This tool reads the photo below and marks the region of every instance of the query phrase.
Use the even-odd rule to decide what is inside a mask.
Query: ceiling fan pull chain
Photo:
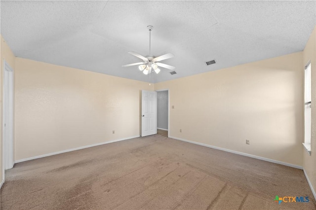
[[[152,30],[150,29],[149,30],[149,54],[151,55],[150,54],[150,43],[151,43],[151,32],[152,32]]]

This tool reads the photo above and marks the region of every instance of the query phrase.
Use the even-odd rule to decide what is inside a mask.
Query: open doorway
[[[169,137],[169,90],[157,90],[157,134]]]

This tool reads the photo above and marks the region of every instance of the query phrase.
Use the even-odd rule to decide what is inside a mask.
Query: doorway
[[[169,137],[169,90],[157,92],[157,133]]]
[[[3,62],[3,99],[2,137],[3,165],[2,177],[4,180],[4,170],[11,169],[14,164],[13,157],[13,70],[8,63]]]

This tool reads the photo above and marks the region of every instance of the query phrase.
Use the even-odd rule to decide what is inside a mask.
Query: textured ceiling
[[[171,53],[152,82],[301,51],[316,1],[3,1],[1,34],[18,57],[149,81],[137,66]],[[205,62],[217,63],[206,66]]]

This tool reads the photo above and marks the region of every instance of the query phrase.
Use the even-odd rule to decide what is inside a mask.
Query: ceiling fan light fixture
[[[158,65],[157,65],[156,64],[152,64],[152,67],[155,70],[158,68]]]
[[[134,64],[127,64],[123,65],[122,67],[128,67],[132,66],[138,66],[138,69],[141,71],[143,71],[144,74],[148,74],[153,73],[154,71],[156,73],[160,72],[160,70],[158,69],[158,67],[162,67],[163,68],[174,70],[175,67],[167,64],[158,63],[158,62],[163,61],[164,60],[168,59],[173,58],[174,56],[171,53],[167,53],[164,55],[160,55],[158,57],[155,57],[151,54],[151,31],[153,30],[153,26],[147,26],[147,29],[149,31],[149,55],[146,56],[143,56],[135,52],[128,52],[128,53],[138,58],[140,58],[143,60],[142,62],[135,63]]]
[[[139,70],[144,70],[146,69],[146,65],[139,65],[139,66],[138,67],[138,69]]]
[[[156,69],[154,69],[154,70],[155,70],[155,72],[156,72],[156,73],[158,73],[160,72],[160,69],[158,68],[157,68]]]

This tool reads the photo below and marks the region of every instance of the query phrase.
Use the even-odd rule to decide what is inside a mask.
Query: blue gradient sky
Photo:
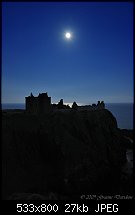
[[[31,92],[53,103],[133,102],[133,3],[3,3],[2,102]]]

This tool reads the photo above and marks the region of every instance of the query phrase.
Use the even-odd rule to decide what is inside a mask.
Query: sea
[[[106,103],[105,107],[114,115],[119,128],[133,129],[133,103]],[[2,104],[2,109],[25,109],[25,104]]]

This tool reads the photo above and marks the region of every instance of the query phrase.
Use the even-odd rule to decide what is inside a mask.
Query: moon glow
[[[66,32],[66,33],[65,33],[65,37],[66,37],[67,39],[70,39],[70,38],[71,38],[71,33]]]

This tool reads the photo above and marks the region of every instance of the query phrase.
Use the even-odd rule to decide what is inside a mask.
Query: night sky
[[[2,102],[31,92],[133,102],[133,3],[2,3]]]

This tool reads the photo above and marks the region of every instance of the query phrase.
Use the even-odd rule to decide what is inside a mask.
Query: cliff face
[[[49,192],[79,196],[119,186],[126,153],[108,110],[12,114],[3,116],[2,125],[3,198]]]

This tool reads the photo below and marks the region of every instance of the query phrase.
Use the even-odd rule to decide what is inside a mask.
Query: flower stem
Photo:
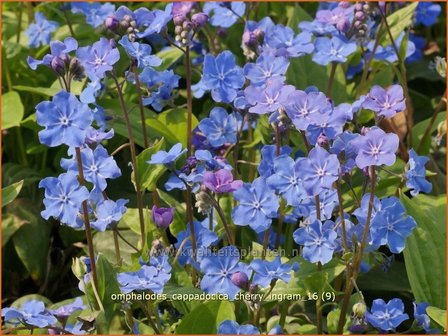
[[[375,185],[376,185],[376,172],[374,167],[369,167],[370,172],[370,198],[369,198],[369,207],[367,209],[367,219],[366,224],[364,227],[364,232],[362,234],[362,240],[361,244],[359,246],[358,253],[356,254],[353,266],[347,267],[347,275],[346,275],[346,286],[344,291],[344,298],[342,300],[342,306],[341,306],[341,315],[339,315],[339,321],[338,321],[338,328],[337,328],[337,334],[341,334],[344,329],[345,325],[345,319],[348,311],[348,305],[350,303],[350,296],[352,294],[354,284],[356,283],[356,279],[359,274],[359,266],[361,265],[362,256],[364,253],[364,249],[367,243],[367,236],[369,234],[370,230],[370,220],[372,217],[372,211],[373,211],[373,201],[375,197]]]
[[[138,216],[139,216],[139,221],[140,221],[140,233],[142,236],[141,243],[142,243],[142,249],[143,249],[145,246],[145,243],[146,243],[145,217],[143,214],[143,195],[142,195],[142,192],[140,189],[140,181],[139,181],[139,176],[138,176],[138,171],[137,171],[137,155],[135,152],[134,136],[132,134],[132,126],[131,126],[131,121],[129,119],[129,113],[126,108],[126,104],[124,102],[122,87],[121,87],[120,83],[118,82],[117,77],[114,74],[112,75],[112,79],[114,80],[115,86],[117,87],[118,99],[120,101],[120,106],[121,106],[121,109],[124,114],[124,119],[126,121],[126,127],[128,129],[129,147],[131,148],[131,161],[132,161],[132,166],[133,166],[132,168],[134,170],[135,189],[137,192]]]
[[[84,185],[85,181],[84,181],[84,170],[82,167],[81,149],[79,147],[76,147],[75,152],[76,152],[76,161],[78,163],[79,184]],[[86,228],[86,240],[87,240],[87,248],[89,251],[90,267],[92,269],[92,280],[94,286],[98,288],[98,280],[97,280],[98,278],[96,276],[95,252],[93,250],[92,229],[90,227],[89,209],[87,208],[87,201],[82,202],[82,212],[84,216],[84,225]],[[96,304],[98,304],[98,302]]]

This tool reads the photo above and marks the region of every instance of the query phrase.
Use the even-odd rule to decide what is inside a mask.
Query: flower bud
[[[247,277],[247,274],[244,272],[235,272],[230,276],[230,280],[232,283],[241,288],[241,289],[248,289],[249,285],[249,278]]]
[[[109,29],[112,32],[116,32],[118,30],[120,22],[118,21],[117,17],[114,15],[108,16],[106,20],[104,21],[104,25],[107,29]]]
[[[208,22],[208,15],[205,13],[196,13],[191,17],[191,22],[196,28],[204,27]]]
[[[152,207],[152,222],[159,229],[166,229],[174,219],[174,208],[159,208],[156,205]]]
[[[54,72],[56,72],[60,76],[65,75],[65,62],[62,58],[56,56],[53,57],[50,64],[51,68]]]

---

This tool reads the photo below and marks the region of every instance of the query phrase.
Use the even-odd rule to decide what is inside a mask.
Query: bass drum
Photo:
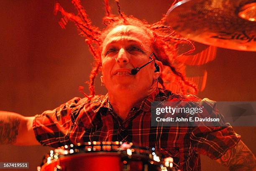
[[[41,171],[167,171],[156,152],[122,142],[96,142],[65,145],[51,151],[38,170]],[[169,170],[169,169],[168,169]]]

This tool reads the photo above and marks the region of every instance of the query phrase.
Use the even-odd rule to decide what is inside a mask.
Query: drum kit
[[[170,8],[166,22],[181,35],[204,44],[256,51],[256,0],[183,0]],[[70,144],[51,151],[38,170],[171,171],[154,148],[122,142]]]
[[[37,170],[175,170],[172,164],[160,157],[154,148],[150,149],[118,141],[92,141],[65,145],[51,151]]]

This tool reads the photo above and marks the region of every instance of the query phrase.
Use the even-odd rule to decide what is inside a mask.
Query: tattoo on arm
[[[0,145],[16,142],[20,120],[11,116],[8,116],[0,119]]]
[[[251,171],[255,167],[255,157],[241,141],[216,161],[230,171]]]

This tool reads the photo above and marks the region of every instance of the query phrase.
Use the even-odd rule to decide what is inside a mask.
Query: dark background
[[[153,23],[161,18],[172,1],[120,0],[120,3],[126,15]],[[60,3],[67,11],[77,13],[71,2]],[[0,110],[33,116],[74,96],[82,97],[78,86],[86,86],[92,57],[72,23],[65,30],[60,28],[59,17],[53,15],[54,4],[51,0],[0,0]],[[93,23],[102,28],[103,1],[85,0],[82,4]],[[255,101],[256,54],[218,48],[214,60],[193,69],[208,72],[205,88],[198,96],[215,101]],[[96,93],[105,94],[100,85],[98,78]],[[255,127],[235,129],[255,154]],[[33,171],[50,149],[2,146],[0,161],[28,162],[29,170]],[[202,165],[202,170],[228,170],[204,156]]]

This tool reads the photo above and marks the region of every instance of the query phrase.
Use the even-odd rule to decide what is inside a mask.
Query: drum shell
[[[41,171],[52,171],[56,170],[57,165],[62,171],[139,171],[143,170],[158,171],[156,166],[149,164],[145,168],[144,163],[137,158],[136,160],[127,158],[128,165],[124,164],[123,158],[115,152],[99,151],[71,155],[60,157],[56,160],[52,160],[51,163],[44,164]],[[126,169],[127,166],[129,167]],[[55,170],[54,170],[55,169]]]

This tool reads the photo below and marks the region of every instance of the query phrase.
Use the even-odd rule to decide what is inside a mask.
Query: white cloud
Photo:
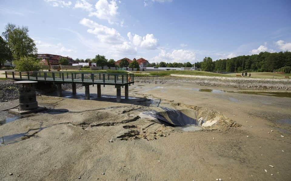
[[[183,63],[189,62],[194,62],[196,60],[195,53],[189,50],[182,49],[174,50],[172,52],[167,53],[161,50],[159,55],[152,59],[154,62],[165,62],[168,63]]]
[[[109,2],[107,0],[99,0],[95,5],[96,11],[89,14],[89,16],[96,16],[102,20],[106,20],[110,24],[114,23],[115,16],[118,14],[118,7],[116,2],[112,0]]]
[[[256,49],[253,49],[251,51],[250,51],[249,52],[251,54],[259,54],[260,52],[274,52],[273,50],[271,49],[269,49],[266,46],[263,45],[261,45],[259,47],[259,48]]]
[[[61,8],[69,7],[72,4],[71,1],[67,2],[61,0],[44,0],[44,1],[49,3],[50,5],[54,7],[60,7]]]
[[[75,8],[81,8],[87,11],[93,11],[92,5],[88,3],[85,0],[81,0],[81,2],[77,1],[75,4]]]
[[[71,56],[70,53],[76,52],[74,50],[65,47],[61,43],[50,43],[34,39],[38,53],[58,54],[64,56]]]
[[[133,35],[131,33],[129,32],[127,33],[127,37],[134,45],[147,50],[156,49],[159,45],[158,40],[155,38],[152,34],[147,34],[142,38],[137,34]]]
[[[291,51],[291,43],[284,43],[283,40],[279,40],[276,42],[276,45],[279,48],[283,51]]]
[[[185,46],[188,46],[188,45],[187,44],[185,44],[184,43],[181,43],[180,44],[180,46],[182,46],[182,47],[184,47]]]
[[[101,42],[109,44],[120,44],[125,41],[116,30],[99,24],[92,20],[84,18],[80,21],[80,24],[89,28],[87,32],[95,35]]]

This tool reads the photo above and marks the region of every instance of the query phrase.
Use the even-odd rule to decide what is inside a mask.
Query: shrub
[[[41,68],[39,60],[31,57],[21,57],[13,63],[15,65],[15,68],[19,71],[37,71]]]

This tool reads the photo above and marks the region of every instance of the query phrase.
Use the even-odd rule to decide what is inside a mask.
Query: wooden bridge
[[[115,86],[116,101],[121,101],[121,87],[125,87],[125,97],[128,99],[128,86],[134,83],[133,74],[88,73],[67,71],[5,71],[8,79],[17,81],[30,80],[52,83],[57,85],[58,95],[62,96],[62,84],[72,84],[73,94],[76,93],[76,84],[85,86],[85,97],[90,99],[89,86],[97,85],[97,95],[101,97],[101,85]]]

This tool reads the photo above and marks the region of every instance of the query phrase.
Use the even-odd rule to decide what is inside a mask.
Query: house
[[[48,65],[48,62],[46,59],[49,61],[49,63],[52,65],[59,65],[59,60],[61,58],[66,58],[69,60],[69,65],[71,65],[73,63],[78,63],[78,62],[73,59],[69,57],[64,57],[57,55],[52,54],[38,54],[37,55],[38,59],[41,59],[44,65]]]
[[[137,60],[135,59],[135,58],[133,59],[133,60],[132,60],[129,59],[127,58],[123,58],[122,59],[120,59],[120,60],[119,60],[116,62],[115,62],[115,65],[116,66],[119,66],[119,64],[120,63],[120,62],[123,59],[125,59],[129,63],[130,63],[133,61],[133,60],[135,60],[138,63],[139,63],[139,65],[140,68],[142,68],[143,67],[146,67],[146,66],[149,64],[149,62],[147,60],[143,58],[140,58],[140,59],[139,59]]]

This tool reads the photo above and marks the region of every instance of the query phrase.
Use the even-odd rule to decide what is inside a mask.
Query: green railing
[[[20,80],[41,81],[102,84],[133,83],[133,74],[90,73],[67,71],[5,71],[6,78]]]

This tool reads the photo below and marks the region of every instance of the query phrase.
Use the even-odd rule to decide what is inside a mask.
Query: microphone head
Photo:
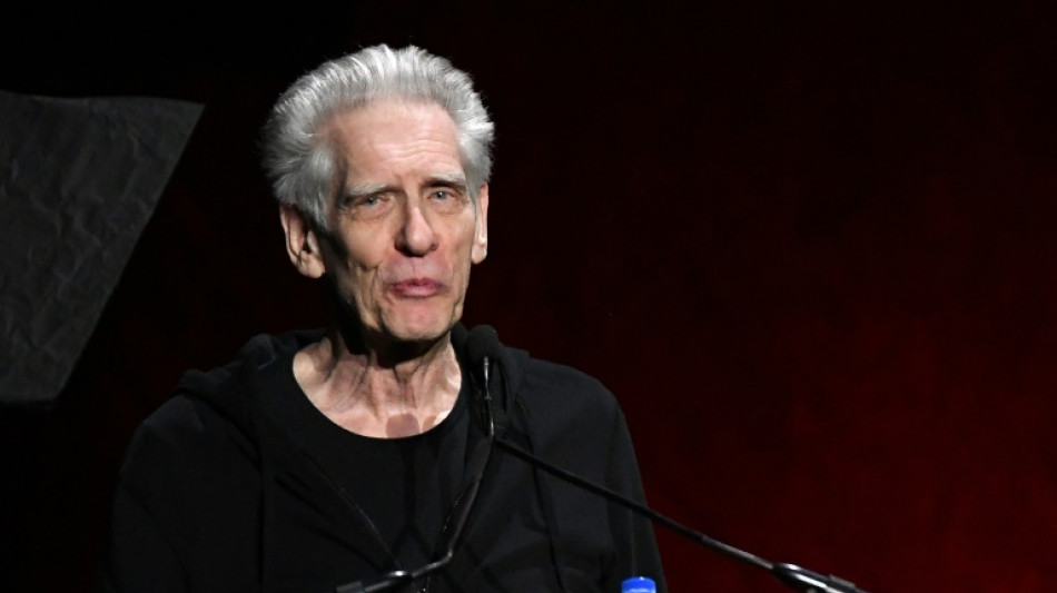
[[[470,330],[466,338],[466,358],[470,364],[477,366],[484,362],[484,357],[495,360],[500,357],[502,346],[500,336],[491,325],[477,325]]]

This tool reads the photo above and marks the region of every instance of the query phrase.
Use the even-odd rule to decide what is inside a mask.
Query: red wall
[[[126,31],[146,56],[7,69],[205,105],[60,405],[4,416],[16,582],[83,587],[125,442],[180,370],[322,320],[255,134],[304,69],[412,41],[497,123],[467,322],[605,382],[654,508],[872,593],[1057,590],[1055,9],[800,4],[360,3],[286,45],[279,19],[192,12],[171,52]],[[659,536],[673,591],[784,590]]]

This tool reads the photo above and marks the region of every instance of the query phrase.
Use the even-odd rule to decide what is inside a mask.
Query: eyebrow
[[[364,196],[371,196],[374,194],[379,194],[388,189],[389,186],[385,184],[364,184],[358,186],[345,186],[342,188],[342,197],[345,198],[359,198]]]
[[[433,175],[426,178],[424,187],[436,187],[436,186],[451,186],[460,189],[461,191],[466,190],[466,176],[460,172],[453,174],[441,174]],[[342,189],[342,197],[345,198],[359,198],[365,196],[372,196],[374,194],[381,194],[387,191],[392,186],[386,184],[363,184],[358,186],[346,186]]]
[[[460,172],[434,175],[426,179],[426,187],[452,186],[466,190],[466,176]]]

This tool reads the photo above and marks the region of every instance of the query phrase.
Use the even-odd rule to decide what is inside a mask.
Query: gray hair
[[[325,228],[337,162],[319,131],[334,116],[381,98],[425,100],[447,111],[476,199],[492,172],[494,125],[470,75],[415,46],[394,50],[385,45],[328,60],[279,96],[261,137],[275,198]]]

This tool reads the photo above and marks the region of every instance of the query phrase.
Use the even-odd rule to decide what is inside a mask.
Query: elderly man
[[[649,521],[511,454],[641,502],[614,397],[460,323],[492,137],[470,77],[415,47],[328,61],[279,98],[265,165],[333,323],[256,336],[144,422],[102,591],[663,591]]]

:: TASK TO CARRY OUT ::
Pick out each line of the data above that contains the word "ceiling" and copy those lines.

:: SOLUTION TO THE EXERCISE ::
Query: ceiling fan pull chain
Query: textured ceiling
Query: ceiling fan light fixture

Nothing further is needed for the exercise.